Task instructions:
Set down the whole listing below exactly, without pictures.
_ _ _
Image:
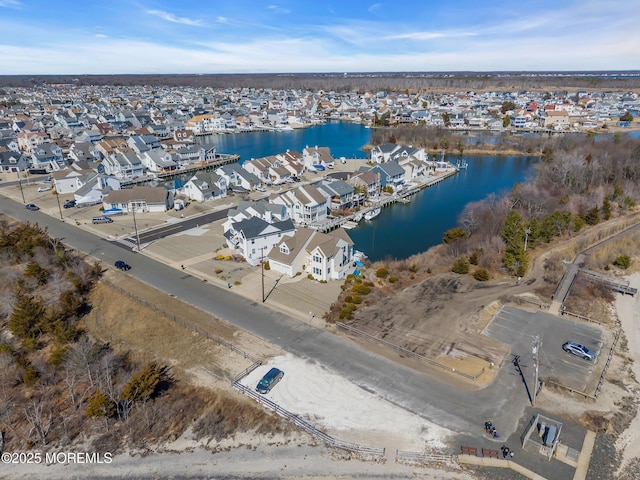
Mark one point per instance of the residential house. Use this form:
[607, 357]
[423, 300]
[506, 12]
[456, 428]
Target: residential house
[391, 174]
[236, 176]
[305, 205]
[312, 156]
[326, 256]
[93, 189]
[366, 183]
[122, 165]
[140, 199]
[11, 161]
[47, 156]
[205, 186]
[254, 237]
[158, 161]
[143, 143]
_ _ _
Task solution:
Image:
Mark one point per instance of the residential house. Use this form:
[607, 357]
[423, 300]
[506, 12]
[456, 428]
Target: residential house
[391, 174]
[236, 176]
[305, 205]
[312, 156]
[326, 256]
[93, 189]
[366, 183]
[122, 165]
[140, 199]
[11, 161]
[47, 156]
[205, 186]
[254, 237]
[158, 161]
[143, 143]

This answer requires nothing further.